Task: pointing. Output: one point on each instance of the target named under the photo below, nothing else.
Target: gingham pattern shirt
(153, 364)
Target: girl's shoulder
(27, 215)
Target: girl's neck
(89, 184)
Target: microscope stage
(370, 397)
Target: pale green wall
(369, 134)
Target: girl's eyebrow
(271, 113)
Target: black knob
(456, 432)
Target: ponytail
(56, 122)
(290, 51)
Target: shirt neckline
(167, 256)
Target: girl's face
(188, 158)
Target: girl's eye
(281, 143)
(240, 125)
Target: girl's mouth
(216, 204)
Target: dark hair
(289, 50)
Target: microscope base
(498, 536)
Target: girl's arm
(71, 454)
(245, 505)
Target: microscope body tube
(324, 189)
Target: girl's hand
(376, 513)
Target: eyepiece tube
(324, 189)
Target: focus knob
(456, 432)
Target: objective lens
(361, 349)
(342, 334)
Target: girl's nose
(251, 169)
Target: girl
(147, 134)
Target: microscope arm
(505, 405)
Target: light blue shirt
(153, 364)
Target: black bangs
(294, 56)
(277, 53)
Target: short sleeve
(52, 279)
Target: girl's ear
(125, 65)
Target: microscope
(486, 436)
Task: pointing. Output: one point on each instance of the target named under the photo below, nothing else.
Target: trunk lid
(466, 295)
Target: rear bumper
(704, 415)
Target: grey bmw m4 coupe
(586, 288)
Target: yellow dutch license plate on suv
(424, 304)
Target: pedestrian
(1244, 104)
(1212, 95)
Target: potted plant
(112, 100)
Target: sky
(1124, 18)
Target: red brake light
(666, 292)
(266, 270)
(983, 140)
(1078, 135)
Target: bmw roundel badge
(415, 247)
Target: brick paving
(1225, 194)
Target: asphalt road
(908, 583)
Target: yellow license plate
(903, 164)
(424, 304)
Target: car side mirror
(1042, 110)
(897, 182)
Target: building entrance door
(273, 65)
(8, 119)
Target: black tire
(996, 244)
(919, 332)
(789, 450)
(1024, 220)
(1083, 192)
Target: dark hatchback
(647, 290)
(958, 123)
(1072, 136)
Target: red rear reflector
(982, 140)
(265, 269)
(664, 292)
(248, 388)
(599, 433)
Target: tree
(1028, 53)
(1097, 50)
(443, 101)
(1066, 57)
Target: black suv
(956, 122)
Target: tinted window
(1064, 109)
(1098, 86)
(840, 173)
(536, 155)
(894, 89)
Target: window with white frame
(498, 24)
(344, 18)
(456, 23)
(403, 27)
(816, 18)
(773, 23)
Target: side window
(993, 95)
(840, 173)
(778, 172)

::::::::

** What the exercise asks **
Convert the records above into a JSON list of strings, one string per line, from the line with "Target: focus knob" through the end of the records, both ends included. Leave out blank lines.

** Expected output **
[
  "Target: focus knob",
  "(456, 432)",
  "Target: objective lens",
  "(361, 349)",
  "(342, 334)",
  "Target: girl's nose",
  "(251, 169)",
  "Target: girl",
  "(147, 134)",
  "Target: microscope arm",
  "(505, 405)",
  "Target: light blue shirt",
  "(153, 364)",
  "Target: black bangs",
  "(294, 56)",
  "(277, 53)",
  "Target: short sleeve",
  "(52, 279)",
  "Target: girl's ear",
  "(125, 65)",
  "Target: microscope",
  "(486, 436)",
  "Task: pointing. Output: one point on each instance of the target named under the photo below, nothing else.",
  "Target: trunk lid",
  "(466, 295)",
  "Target: rear bumper",
  "(704, 415)",
  "Target: grey bmw m4 coupe",
  "(586, 288)",
  "Target: yellow dutch license plate on suv",
  "(424, 304)",
  "Target: pedestrian",
  "(1244, 104)",
  "(1212, 95)",
  "Target: potted plant",
  "(112, 100)",
  "Target: sky",
  "(1124, 18)",
  "Target: red brake light",
  "(666, 292)",
  "(266, 270)",
  "(983, 140)",
  "(1078, 135)",
  "Target: bmw roundel badge",
  "(415, 247)",
  "Target: brick paving",
  "(1225, 194)",
  "Target: asphalt road",
  "(908, 583)",
  "Target: yellow license plate",
  "(903, 164)",
  "(424, 304)",
  "Target: car side mirror",
  "(1042, 110)",
  "(897, 182)",
  "Target: building entrance door",
  "(273, 65)",
  "(8, 119)",
  "Target: black tire",
  "(996, 244)",
  "(919, 332)",
  "(789, 450)",
  "(1024, 220)",
  "(1083, 192)",
  "Target: dark hatchback",
  "(647, 290)",
  "(958, 123)",
  "(1072, 136)",
  "Target: red rear reflector",
  "(982, 140)",
  "(265, 269)",
  "(664, 292)",
  "(248, 388)",
  "(599, 433)",
  "Target: tree",
  "(1028, 53)",
  "(1097, 50)",
  "(443, 101)",
  "(1066, 57)",
  "Target: black suv",
  "(956, 122)",
  "Target: tinted window",
  "(1064, 109)",
  "(1098, 86)",
  "(840, 173)",
  "(536, 155)",
  "(894, 89)",
  "Target: window with white frame",
  "(498, 24)",
  "(344, 18)",
  "(456, 23)",
  "(403, 27)",
  "(816, 18)",
  "(773, 23)",
  "Target: side window",
  "(993, 95)",
  "(840, 173)",
  "(778, 172)"
]